■ DOCUMENT PASSAGE
****
Explainer
How sports blackouts work in 2026
Blackouts confuse everyone. The short version: leagues protect the RSN's local exclusivity, the FCC draws the geographic lines via the Nielsen DMA map, and the rules differ by league.
Last reviewed · ~6 min read
Why does MLB.tv black out my favorite team, and how do I fix it?
The blackout is geographic, not personal. Each team sells exclusive local rights to a regional sports network, and the league's streaming product (MLB.tv, NBA League Pass, NHL Center Ice) protects that exclusivity by going dark in the team's home DMA. To watch your local team you need the RSN, through its DTC app, a vMVPD that carries it, or cable. To use the league pass, you need to live outside the team's market.
Quick FAQ
- Why does MLB.tv black out my home team?
****
■ DATA ROWS
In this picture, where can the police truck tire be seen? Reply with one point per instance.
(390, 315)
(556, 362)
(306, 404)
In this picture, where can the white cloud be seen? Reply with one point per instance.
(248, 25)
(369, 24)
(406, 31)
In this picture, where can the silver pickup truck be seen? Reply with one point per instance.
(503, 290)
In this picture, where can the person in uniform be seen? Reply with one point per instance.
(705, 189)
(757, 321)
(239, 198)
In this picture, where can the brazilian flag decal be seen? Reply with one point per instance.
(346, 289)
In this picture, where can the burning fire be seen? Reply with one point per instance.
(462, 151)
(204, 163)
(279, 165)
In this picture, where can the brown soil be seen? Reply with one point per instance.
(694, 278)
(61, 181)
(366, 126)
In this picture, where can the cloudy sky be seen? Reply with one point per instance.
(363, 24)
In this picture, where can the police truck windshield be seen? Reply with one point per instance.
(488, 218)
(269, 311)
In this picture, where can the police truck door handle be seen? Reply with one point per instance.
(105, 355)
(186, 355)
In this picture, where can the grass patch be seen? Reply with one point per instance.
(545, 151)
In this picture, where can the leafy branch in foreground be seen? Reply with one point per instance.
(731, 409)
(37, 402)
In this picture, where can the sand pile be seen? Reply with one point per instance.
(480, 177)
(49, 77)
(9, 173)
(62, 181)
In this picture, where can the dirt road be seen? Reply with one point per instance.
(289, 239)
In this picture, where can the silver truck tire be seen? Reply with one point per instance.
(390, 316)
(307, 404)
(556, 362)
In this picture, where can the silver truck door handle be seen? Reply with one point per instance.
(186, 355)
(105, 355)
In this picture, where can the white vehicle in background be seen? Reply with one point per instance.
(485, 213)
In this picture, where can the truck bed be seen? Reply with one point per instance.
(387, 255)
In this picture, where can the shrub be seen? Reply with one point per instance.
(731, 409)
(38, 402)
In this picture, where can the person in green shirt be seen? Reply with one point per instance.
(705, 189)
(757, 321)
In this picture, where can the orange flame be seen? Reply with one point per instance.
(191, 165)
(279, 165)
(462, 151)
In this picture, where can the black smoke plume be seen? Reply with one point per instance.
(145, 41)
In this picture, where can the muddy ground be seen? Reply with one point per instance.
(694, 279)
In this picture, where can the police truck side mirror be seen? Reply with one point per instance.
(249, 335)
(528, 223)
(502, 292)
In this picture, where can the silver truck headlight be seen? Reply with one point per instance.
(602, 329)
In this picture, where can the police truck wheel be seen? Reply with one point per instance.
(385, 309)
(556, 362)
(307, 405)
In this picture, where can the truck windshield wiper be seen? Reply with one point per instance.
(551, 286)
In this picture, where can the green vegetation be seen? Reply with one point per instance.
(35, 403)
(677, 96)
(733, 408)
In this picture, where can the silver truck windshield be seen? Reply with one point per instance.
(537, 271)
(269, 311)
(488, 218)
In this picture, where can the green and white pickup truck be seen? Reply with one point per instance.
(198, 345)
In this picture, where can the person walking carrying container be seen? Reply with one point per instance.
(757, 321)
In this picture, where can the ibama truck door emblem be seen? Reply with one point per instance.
****
■ PROBLEM DESCRIPTION
Continue the sports blackout explainer above from its final line.

■ EXERCISE ANSWER
- MLB.tv is sold as an out-of-market product. The local RSN paid for exclusive in-market rights and the league protects that exclusivity. If your ZIP is inside your team's broadcast footprint, MLB.tv will not stream their games, regardless of whether the local RSN is available to you.
- What is a DMA?
- Designated Market Area. A Nielsen-defined cluster of US ZIP codes that share the same TV stations. There are 210 DMAs total covering 41,000+ ZIPs. Every sports rights deal references DMA boundaries, so two fans of the same team in different DMAs see completely different access rights.
- How do I know if I'm in-market for my team?
- Check your ZIP against the team's broadcast footprint. The Spot Sports DMA RSN map at /data/dma-rsn-map shows which RSN serves each ZIP for every major league team. If your team's RSN matches your ZIP's DMA, you're in-market and MLB.tv / NBA League Pass / NHL Center Ice will black out the team's games.
- Why are NBA blackouts different from MLB?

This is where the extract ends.